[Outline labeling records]
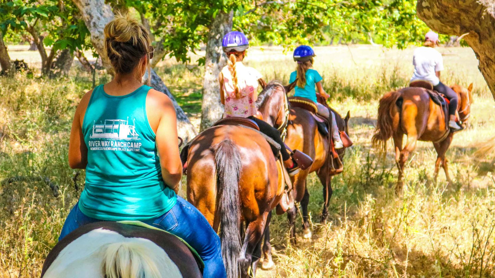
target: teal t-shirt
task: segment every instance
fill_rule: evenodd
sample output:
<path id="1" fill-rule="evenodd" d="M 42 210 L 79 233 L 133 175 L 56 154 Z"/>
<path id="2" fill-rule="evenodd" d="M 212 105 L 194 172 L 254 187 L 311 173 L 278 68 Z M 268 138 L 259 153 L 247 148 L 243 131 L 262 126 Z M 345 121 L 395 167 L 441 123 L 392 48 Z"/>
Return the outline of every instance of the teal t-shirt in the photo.
<path id="1" fill-rule="evenodd" d="M 297 78 L 297 73 L 293 72 L 291 74 L 291 79 L 289 83 L 294 82 Z M 306 85 L 304 88 L 299 88 L 296 86 L 294 88 L 296 93 L 294 96 L 298 96 L 309 99 L 315 102 L 317 102 L 316 100 L 316 89 L 315 84 L 321 81 L 323 79 L 320 76 L 316 71 L 309 69 L 306 71 Z"/>
<path id="2" fill-rule="evenodd" d="M 143 85 L 123 96 L 95 88 L 83 121 L 88 148 L 86 185 L 79 209 L 103 220 L 146 220 L 163 214 L 177 202 L 166 186 L 146 115 Z"/>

§ **INSTRUCTION**
Copy out every line of the records above without changing a character, but leave out the pictures.

§ **TASK OUTPUT**
target: teal t-shirt
task: segment every instance
fill_rule: evenodd
sample output:
<path id="1" fill-rule="evenodd" d="M 42 210 L 79 233 L 133 175 L 56 154 Z"/>
<path id="2" fill-rule="evenodd" d="M 212 105 L 194 172 L 254 187 L 311 173 L 278 68 Z M 268 138 L 259 153 L 247 148 L 243 131 L 262 126 Z M 345 121 L 395 167 L 441 123 L 392 48 Z"/>
Return the outline of every instance of the teal t-shirt in the photo.
<path id="1" fill-rule="evenodd" d="M 297 78 L 297 73 L 293 72 L 291 74 L 291 79 L 289 83 L 294 82 Z M 306 85 L 304 88 L 299 88 L 296 86 L 294 88 L 296 93 L 294 96 L 298 96 L 309 99 L 315 102 L 317 102 L 316 100 L 316 89 L 315 84 L 321 81 L 323 79 L 320 76 L 316 71 L 309 69 L 306 71 Z"/>
<path id="2" fill-rule="evenodd" d="M 143 85 L 123 96 L 95 88 L 83 121 L 88 148 L 86 185 L 79 209 L 103 220 L 146 220 L 163 214 L 177 202 L 166 186 L 146 115 Z"/>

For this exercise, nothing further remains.